DIRECTIONS FOR THIS TASK:
Copy out every entry below word for word, keeping each line unchanged.

STORED RECORDS:
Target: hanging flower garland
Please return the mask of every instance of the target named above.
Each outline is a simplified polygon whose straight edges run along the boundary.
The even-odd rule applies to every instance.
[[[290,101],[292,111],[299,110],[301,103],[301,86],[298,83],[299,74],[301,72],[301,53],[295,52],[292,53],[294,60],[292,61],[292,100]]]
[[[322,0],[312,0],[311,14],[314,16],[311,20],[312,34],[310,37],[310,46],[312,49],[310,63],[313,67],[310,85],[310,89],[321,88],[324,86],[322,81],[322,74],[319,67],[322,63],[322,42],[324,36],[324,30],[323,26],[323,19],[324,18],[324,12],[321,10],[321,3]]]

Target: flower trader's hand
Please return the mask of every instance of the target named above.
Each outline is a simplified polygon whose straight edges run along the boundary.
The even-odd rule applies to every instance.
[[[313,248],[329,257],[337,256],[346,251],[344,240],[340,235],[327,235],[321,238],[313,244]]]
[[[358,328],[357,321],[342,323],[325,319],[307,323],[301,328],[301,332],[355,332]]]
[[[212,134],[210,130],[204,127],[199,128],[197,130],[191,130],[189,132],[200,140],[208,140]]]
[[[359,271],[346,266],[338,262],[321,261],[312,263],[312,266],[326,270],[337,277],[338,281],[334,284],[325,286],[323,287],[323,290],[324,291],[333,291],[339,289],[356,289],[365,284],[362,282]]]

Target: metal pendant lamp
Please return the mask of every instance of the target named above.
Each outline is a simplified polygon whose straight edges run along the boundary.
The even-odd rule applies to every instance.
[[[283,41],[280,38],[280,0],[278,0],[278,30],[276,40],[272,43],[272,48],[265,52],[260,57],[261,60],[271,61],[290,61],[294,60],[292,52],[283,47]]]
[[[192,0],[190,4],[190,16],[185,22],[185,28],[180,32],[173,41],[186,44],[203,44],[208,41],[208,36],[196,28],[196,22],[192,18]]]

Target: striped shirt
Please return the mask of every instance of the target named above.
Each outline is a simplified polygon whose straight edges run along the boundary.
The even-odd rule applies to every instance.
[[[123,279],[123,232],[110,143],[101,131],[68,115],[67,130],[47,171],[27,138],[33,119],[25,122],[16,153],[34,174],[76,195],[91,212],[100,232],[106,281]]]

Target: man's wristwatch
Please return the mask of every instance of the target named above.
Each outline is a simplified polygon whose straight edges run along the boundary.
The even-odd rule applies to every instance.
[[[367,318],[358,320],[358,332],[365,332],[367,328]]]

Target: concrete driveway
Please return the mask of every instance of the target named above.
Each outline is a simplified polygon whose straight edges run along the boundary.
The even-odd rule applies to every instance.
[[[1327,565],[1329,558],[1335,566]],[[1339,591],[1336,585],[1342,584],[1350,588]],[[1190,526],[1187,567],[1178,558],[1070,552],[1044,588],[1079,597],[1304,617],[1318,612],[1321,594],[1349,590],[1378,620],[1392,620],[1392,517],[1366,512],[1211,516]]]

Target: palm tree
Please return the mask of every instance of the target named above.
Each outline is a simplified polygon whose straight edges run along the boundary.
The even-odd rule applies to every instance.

PROBLEM SOLUTION:
Target: hanging flower garland
Please return the mask of every instance of the target named above.
Each outline is a simplified polygon whose straight edges run along the boundary.
The even-odd rule applies to every instance.
[[[290,101],[292,111],[299,110],[301,103],[301,86],[298,83],[299,74],[301,72],[301,53],[295,52],[292,53],[294,60],[292,61],[292,100]]]
[[[322,0],[312,0],[311,14],[314,16],[311,20],[312,34],[310,37],[310,46],[312,49],[310,63],[313,67],[310,85],[310,89],[321,88],[324,86],[322,81],[322,74],[319,67],[322,63],[322,42],[324,36],[324,30],[323,26],[323,19],[324,18],[324,12],[321,10],[321,3]]]

Target: flower trader's hand
Please return the mask of every instance of the target named above.
Each outline is a simplified polygon whose straight edges run along the boundary.
The even-odd rule applies to every instance.
[[[313,248],[329,257],[337,256],[346,251],[344,240],[340,235],[327,235],[321,238],[313,244]]]
[[[358,328],[357,321],[342,323],[325,319],[307,323],[301,328],[301,332],[355,332]]]
[[[212,134],[210,130],[204,127],[199,128],[197,130],[191,130],[189,132],[200,140],[208,140]]]
[[[359,271],[346,266],[338,262],[321,261],[312,263],[312,266],[326,270],[337,277],[338,281],[334,284],[325,286],[323,287],[323,290],[324,291],[333,291],[339,289],[356,289],[365,284],[362,282]]]

Target: metal pendant lamp
Please return the mask of every instance of the target named above.
Each outline is a simplified polygon whose straight edges run along the boundary.
The even-odd rule applies to every instance.
[[[283,41],[280,38],[280,0],[278,0],[278,30],[276,40],[272,43],[272,48],[265,52],[260,57],[261,60],[271,61],[290,61],[294,60],[292,52],[283,47]]]
[[[192,0],[190,4],[190,16],[185,22],[185,28],[180,32],[173,41],[186,44],[203,44],[208,41],[208,36],[196,28],[196,22],[192,18]]]

Target: striped shirt
Please return the mask of every instance of the target named above.
Each outline is a simplified polygon whose straight edges run along the boundary.
The even-odd rule applies to every instance.
[[[123,279],[123,232],[110,143],[101,131],[68,115],[67,130],[47,171],[27,138],[33,119],[25,122],[16,153],[34,174],[76,195],[91,212],[100,232],[106,281]]]

Target: man's wristwatch
Please return the mask of every instance of the target named above.
Each outline is a simplified polygon whose straight edges run along the boundary.
The even-odd rule applies to every instance.
[[[367,318],[358,320],[358,332],[365,332],[367,328]]]

Target: concrete driveway
Please return the mask of every instance of the target named above.
Each outline is a simplified polygon whose straight edges run along the boundary.
The even-odd rule applies to every instance.
[[[1327,565],[1329,558],[1335,566]],[[1339,591],[1336,585],[1342,584],[1350,588]],[[1190,526],[1187,567],[1178,558],[1070,552],[1044,588],[1079,597],[1304,617],[1318,612],[1321,594],[1349,590],[1378,620],[1392,620],[1392,517],[1366,512],[1211,516]]]

Target: palm tree
Please return the mask of every instance of the target named above.
Each outline is a simplified polygon whose straight edges run along the boundary.
The even-odd rule applies to every instance.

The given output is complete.